QUÉ HACER ::
1. En el relato sobre los vecinos de ómnibus, ¿qué edad debía tener la niña?
2. Vuelve a escribir, sin cambios, el pasaje del relato sobre los vecinos de ómnibus que comienza en las palabras "En el quinto" y termina después de "casi una niña.".

FRAGMENTO SELECCIONADO ::
___
Todos hemos tenido unos vecinos de
ómnibus alguna vez. Cuando estudiábamos, o en el camino del trabajo, o de la
universidad. Son gente con la que
coincidimos en ruta y a la que llegamos
o no a conocer. Aparecen una vez, luego otra, de pronto se vuelven habituales,
y un día desaparecen sin dejar rastro. No viven en nuestro barrio. Solo están
allí como un aviso, un recordatorio, una invitación a que se amplíe nuestro
mundo. Días atrás pasé cerca de una dama en una reunión. Al pasar junto a ella,
pude ver su rostro pecoso, su cabello castaño abundante, la raya en el centro
ordenando esos cabellos que se levantaban suavemente como una llamarada. Esa imagen me retrocedió a muchos años antes y recordé a la niña del ayer.
En el quinto año de secundaria tuve varias vecinas de ómnibus,
cuatro o cinco, quizás fueron más y las he olvidado; chicas preciosas como
todas las trujillanas que he conocido. Ellas hacían del viaje al colegio una
aventura agradable con su belleza y frescura. Había una que era casi una niña.
Debía andar por los trece o catorce años. Vestía el uniforme único de aquellos
tiempos; tenía el cabello ligeramente ondulado, castaño claro, hasta los
hombros. Tenía la piel clara, teñida de pecas en su rostro, como si hubiera
comido tanto chocolate que se estuviera manchando desde adentro hacia afuera,
junto con esa nariz a lo “Hechizada”, ornada de manchitas marrones. Nunca
pareció prestarme atención. Valgan verdades, yo tampoco se la prestaba. Era
linda y todo, pero cuando uno está en quinto año de secundaria y tiene 16, las
de tercer año parecen unas niñas. Eso era ella entonces, una niña, ideal para
un hermanito menor si lo hubiera tenido. Yo prestaba atención a otras chicas
igual de lindas. Una de ellas era mayor que yo, con unos enormes ojos oscuros y
pestañas como sombrillas; no me hacía el menor caso, o eso era lo que ella
decía, porque 18 meses después fue ella la que me habló. Las otras tres chicas estaban
que ni pintadas para mí. Nos mirábamos con una sonrisa casi siempre. A veces yo
subía a un ómnibus y me la encontraba a una, otras veces me encontraba a otra.
Casi siempre encontraba a alguna y rara vez coincidían dos de ellas. Cuando me
trepaba tarde al ómnibus, y eso ocurría pocas veces, me encontraba a la niña de
esta historia.
Un día subí tarde al ómnibus y me
la encontré. Ella sentada en el asiento delantero, blusa blanca y limpia, muy
señorita. Yo, ni hablar, en quinto año en San Juan, eras impecable o nada. Había subido a ese ómnibus amplio y azul, con la esperanza de encontrarla.
___
(Registros de una colección de datos)
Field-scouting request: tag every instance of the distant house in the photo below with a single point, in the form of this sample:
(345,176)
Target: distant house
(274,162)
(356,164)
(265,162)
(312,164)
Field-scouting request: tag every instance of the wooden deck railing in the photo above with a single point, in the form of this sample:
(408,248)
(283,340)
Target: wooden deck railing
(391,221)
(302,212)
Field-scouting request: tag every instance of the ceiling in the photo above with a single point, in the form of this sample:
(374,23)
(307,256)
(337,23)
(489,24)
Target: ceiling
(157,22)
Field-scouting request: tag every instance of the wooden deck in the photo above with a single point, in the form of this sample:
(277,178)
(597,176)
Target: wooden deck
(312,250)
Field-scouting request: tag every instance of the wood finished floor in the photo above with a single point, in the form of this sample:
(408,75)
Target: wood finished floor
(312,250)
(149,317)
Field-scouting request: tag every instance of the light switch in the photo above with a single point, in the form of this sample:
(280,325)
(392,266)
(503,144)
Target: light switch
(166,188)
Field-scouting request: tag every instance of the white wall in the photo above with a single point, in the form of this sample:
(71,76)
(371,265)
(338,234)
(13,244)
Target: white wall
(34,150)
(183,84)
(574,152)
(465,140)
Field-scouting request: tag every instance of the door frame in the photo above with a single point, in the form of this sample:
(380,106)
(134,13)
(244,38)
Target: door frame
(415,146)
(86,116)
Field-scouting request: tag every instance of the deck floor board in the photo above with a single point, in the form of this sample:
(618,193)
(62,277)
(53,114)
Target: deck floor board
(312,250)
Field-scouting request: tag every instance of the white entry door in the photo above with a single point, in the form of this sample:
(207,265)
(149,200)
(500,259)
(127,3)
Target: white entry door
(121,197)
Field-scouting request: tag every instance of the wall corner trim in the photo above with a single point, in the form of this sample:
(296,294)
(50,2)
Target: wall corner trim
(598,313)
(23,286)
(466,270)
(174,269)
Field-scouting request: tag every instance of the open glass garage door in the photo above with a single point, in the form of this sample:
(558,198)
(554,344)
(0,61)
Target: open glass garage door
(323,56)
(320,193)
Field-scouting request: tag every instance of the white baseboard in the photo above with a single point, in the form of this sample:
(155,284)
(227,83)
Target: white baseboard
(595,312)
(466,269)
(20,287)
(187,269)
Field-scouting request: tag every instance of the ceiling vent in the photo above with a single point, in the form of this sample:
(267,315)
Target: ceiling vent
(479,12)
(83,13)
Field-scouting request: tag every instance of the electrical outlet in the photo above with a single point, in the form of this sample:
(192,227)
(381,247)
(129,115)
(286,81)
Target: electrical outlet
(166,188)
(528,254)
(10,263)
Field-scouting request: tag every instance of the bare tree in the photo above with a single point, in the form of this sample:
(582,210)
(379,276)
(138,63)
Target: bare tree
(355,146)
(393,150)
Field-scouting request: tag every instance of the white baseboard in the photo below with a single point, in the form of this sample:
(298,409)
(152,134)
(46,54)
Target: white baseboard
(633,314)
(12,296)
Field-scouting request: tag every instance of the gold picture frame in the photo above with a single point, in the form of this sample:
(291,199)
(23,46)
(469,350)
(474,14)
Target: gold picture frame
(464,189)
___
RESULTADOS POR TAREA ::
1. Debía andar por los trece o catorce años.

2.
En el quinto año de secundaria tuve varias vecinas de ómnibus,
cuatro o cinco, quizás fueron más y las he olvidado; chicas preciosas como
todas las trujillanas que he conocido. Ellas hacían del viaje al colegio una
aventura agradable con su belleza y frescura. Había una que era casi una niña.